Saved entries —
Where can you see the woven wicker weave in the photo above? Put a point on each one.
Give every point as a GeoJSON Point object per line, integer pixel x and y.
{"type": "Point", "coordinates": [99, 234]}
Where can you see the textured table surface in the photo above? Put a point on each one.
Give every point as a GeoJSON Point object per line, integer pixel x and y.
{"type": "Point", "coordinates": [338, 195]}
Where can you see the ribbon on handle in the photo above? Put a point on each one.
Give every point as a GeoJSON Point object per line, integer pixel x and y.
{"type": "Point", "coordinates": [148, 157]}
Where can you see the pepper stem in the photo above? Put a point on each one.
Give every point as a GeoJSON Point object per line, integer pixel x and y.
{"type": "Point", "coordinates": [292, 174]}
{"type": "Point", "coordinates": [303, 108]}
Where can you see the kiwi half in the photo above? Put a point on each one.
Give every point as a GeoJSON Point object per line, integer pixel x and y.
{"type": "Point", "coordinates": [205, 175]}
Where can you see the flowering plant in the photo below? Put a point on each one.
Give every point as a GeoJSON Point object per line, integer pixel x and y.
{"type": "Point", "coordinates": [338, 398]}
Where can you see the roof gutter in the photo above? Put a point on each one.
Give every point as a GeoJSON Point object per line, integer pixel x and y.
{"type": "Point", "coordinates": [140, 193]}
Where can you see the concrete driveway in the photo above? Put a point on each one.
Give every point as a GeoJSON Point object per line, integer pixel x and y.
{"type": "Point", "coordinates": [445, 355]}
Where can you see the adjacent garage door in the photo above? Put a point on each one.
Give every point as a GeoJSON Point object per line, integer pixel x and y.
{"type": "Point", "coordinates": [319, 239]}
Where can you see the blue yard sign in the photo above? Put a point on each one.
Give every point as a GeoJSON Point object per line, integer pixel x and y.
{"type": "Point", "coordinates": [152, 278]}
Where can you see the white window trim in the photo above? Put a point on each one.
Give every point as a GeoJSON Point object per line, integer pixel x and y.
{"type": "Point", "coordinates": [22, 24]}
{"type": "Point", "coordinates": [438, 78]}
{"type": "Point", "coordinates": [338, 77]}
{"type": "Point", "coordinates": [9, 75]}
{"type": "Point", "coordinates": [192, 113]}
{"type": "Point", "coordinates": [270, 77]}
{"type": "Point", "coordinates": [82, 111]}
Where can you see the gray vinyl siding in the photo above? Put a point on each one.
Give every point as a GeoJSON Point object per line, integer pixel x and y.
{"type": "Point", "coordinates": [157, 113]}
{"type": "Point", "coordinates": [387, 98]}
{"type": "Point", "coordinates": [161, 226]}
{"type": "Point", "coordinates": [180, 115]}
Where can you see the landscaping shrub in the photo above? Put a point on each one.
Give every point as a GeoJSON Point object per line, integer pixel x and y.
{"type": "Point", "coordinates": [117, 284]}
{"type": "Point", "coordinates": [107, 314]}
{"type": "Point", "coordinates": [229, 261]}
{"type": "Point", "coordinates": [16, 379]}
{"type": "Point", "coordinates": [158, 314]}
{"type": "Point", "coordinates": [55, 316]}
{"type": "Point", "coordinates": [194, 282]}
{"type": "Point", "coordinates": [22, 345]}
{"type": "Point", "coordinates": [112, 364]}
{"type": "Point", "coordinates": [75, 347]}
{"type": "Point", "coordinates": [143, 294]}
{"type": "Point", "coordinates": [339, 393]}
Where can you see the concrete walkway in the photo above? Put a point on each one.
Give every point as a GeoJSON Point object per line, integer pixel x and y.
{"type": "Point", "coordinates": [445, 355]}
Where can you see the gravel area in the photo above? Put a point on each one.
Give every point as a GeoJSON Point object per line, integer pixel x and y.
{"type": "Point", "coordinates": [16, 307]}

WHAT IS REQUIRED — Please count the lines in the records that contain "concrete" and reply with the count alone.

RESULT OF THIS EXERCISE — 2